What to produce: Swap "photograph" for "image" everywhere in the material below and reproduce the rest unchanged. Leave the pictures out.
——
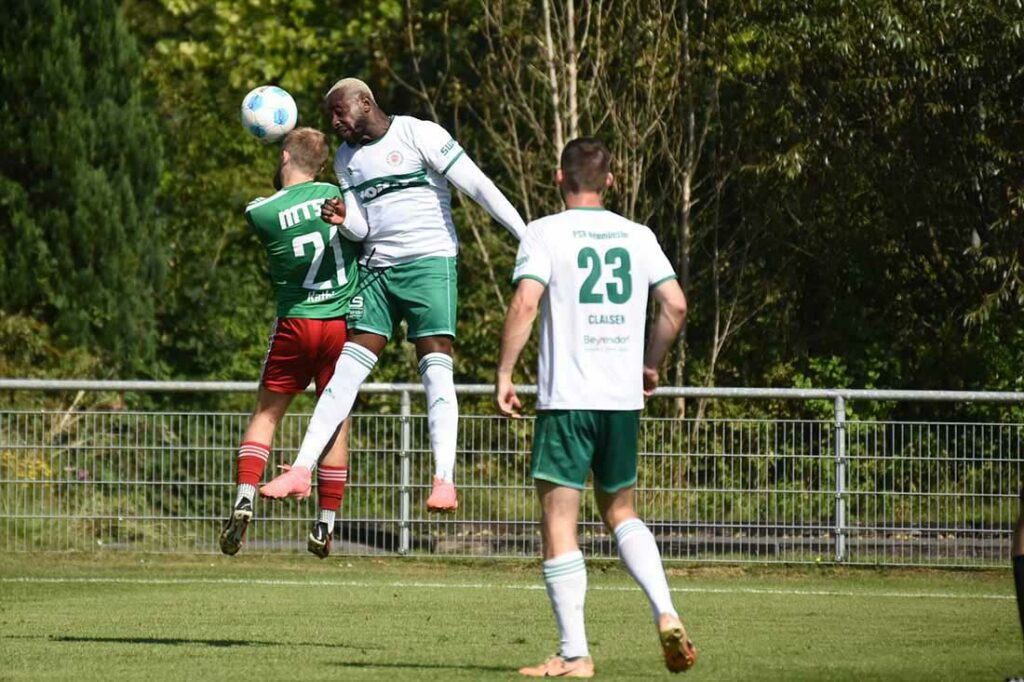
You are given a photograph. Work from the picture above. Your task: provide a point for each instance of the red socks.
(252, 461)
(331, 485)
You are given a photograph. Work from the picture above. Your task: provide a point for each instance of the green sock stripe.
(577, 566)
(628, 528)
(427, 363)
——
Expected answer:
You are given a image. Work from the picture above. Your task: provide a point for each instance of the red socks.
(252, 461)
(331, 485)
You are given a image. Work from the picture above. Your task: provide a point for each instance of the green sock stripe.
(577, 566)
(628, 528)
(427, 363)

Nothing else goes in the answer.